▸ Directions for this task
Filter out all lines without the word "green" from the data below, please, and copy the rest.

(Dataset excerpts)

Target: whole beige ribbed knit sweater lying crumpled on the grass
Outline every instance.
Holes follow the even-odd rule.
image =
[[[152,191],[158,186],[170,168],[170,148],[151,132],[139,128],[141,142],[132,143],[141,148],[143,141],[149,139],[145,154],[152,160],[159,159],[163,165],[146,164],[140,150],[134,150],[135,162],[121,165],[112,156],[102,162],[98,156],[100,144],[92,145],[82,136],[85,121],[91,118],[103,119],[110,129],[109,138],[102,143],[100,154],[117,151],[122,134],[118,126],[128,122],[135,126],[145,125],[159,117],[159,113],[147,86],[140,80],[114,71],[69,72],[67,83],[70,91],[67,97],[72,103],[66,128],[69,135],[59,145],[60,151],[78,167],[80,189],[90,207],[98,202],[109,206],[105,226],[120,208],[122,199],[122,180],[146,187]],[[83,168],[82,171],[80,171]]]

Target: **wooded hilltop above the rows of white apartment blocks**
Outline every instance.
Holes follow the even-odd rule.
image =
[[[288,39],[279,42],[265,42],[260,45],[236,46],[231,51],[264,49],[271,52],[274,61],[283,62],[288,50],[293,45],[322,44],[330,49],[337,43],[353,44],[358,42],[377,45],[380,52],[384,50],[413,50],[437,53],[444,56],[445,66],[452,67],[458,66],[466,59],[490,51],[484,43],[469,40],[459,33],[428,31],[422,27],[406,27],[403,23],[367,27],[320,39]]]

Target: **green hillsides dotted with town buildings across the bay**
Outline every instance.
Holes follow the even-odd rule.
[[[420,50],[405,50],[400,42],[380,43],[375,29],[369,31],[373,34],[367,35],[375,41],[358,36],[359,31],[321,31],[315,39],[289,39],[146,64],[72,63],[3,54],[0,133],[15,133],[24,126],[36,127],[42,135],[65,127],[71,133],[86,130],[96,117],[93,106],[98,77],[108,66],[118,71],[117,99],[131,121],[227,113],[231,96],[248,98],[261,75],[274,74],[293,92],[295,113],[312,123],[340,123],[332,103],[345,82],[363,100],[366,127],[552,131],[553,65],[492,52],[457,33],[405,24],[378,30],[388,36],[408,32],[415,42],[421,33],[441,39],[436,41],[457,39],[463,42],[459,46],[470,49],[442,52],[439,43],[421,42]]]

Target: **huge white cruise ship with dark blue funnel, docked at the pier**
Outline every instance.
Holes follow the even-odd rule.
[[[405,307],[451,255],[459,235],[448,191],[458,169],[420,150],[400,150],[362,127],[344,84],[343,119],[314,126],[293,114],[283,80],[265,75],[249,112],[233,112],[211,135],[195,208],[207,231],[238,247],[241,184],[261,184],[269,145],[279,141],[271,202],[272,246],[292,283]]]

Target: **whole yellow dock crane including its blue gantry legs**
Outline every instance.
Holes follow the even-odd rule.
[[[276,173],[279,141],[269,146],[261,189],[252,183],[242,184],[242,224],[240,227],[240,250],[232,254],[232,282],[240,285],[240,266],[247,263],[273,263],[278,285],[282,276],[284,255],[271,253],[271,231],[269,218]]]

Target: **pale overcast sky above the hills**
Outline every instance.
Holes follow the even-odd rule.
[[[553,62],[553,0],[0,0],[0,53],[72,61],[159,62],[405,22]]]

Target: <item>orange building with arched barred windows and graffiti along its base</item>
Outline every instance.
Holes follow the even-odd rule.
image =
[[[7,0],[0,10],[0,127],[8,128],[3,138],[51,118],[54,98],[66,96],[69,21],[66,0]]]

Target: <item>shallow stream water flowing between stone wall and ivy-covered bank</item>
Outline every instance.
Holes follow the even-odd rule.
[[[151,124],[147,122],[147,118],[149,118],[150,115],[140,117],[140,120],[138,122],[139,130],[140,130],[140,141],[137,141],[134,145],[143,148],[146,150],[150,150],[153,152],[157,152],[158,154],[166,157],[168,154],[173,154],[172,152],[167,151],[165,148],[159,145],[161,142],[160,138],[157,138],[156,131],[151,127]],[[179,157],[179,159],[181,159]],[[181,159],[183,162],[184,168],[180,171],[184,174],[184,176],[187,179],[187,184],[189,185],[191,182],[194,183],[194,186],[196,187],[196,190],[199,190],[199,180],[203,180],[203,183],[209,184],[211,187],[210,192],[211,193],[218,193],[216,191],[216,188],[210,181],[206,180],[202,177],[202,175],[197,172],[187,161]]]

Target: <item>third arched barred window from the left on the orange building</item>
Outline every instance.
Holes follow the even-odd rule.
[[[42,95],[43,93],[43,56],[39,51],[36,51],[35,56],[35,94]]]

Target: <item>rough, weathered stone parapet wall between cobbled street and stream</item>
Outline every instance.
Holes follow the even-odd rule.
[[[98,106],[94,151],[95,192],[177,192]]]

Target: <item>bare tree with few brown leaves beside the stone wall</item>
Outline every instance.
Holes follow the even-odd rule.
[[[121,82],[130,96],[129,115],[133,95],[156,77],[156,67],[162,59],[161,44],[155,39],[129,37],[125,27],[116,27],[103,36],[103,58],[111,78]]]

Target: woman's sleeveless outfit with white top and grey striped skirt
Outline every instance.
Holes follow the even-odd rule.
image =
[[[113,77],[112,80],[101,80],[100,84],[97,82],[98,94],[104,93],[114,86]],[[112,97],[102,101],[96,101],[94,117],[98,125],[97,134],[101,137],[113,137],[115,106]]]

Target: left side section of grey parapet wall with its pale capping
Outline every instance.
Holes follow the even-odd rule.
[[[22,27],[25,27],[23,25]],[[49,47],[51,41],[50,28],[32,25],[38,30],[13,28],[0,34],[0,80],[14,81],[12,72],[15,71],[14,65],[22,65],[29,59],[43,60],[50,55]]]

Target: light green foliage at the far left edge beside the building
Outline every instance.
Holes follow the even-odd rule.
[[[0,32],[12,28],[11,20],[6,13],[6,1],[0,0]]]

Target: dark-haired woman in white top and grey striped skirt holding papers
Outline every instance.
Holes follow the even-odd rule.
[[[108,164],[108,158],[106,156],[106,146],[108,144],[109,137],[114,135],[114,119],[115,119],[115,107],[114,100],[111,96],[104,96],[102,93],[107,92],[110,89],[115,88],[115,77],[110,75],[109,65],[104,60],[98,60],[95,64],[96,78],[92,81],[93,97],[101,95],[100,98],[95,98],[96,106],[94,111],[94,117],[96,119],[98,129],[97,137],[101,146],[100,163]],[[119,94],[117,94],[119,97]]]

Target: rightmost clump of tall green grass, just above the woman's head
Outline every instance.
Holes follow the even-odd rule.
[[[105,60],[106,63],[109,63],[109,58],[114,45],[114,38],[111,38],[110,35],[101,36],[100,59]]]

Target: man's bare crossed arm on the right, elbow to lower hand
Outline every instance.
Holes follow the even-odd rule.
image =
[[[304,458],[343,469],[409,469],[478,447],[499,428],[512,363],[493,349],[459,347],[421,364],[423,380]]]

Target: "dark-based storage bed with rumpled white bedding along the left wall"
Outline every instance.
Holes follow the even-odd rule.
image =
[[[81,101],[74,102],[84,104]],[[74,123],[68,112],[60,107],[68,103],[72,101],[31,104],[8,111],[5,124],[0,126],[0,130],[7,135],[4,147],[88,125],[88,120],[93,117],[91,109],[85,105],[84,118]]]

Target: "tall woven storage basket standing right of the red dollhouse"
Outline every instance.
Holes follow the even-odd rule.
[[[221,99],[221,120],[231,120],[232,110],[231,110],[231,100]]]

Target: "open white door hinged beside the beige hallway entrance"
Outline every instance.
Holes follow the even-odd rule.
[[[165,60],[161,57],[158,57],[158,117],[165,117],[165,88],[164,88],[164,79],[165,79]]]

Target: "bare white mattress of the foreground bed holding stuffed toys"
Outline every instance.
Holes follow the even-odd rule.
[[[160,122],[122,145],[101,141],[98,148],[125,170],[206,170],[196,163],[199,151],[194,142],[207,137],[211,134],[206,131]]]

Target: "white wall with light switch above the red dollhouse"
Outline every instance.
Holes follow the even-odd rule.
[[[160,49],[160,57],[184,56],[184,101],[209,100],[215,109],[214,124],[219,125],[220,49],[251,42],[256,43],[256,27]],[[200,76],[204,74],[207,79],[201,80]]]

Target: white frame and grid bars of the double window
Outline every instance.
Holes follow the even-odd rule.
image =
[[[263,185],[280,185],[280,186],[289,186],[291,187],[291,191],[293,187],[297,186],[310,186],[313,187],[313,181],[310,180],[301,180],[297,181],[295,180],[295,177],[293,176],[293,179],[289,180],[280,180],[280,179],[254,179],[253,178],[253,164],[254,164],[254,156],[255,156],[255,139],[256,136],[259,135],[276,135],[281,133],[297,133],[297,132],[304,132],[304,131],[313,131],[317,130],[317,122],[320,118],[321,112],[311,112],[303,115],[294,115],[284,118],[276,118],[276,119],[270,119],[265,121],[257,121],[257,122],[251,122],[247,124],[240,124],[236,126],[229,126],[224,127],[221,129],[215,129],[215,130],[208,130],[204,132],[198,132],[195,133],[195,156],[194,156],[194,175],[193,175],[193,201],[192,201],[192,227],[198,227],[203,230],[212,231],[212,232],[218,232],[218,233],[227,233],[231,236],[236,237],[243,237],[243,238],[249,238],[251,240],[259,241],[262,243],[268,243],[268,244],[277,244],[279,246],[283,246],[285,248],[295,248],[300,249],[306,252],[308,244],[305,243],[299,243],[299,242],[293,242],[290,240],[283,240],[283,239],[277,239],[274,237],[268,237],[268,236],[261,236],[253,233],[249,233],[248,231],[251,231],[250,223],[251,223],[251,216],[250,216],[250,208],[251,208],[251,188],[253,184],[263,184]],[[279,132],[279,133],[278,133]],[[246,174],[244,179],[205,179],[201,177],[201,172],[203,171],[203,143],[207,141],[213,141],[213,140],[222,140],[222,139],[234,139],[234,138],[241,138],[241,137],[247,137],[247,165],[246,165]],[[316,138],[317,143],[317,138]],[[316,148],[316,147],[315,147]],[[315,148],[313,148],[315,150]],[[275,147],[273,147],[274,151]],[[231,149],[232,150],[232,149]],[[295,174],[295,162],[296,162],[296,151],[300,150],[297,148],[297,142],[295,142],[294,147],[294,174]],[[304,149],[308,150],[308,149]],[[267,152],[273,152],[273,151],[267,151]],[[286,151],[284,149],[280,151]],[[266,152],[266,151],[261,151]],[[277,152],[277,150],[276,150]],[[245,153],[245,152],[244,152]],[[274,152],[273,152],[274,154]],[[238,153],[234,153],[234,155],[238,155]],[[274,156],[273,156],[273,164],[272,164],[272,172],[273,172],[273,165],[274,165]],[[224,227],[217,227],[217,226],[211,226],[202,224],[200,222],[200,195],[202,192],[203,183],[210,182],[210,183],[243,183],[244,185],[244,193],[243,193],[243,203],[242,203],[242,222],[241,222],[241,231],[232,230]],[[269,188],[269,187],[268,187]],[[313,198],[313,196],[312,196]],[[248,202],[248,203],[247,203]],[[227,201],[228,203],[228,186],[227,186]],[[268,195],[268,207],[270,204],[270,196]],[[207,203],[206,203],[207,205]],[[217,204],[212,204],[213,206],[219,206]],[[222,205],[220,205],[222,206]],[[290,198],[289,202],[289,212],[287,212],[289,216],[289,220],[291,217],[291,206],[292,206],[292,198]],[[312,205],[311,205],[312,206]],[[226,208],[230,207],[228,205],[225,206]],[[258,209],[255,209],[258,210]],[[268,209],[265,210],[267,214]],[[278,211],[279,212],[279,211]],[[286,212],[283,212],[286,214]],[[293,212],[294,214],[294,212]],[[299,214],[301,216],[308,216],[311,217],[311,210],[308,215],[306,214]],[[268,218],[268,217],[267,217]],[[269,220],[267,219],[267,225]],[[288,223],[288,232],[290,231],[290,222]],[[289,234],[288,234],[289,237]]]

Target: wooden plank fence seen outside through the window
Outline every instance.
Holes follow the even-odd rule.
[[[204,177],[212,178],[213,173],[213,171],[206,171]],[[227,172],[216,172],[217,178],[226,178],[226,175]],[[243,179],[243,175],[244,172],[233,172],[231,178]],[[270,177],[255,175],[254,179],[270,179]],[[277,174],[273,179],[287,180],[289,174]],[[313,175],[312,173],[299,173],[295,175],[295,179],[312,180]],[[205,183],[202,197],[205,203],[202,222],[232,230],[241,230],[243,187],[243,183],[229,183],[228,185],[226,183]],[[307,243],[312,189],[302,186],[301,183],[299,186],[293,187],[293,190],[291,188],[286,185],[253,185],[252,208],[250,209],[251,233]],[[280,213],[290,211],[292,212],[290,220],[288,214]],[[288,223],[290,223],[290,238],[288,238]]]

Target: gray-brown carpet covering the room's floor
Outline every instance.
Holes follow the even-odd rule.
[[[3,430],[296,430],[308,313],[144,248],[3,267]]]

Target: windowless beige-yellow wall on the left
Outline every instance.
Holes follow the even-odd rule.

▸ Reply to the task
Target: **green hillsides dotted with town buildings across the bay**
Target: light green foliage at the far left edge beside the building
Target: rightmost clump of tall green grass, just above the woman's head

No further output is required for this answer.